* START Text shown *

Weekly and daily goal setting

52 Weeks Planner. The book looks much better than my blurry photo! (Photo: Nicole Janz)
  • there’s a weekly overview table for Monday to Friday writing with am, pm and night slots — I find that space too small for daily planning (see photo)
  • weekly “planning” section across two pages to set goals and break them down using prompts and space to journal
52 Weeks Planner. The book looks much better than my blurry photo! (Photo: Nicole Janz)


  • weekly “tracking” section to reflect on your past seven days, how to adjust your expectations going forward, and how to find a better accountability partner if the one this week didn’t work out
  • no weekly tracking tables — you’ll have to write it in your journaling sections or customise little sections to track word count if you like (easily done, there’s lots of space)
  • there’s a tracking table at the end of the book for each week to note the goal and answer if you completed it (for all 52 weeks)

Review and reflection

  • in addition to the weekly review and reflection prompts
  • at 3 and 6-months you get a celebration prompt (how will you reward yourself)

* END Text shown *
* START Data excerpts *

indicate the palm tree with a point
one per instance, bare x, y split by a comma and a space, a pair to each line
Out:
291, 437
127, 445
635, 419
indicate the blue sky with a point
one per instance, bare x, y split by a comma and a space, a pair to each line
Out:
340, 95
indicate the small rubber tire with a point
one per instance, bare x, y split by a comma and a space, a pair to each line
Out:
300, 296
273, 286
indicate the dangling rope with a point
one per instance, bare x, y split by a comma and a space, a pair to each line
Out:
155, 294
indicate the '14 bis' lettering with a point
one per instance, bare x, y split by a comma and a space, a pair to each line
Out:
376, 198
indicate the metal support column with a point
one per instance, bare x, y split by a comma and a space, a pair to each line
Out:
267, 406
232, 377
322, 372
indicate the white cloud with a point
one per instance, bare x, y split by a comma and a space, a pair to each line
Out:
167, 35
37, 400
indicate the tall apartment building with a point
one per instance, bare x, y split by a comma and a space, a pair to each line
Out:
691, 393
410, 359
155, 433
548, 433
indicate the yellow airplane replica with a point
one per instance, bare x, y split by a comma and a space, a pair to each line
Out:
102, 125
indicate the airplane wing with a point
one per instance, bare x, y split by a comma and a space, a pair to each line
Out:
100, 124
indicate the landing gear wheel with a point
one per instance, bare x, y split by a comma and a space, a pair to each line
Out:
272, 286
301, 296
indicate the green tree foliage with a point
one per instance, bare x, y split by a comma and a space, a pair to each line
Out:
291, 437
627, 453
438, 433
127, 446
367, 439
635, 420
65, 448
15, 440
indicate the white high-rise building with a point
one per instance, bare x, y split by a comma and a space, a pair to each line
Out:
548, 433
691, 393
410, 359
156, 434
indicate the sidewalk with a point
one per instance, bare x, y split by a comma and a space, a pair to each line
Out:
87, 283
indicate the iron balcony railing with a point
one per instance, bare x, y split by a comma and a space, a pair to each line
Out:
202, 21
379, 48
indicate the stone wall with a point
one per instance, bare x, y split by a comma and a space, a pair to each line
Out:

* END Data excerpts *

What to produce - Continue the review of the 52 Weeks Planner from its final line. Nothing in the listing is needed here.

Output for this task -
  • quarterly reflection questions (oddly, it asks you to reflect on the last 3 months at the 6-month mark; just change the prompt yourself)

Main benefits

The weekly creative writing prompts fit right into the reflective vibe of this planner, and you can try out these exercises whenever you have time.

I love that the idea of carefully selecting an accountability partner is included every week so that you remember to find a person to support your writing. If one person is not suitable, keep looking.

What’s missing

If you start this planner at the new year, a few questions on long-term goals would be useful.

There are no daily planning pages, and the weekly overview is not enough space for me to plan out daily goals every morning. You’d have to do that separately (e.g. with a daily goal setting pad like this one).


If you like writing prompts, journaling and reflection, the 52 Weeks of Writing planner is for you. You’ll probably have a good system for daily goal setting already on the side. Instead of fussing about word count tracking you get to journal about your goals and reflect deeply.

Urban Writer’s Retreat Writer’s Diary and Planner 2022

The Urban Writer’s Retreat Planner (Photo: Nicole Janz)

The sleek little planner by Urban Writers’ Retreat (£25) is simple but effective. There’s no overload of things to track daily — you set a weekly goal, then a daily goal, and then get writing. It’s small enough to carry around (A5).

It also has all the great ingredients you need to plan your 2022 productivity and reflect regularly. It works equally for academic and non-academic writers.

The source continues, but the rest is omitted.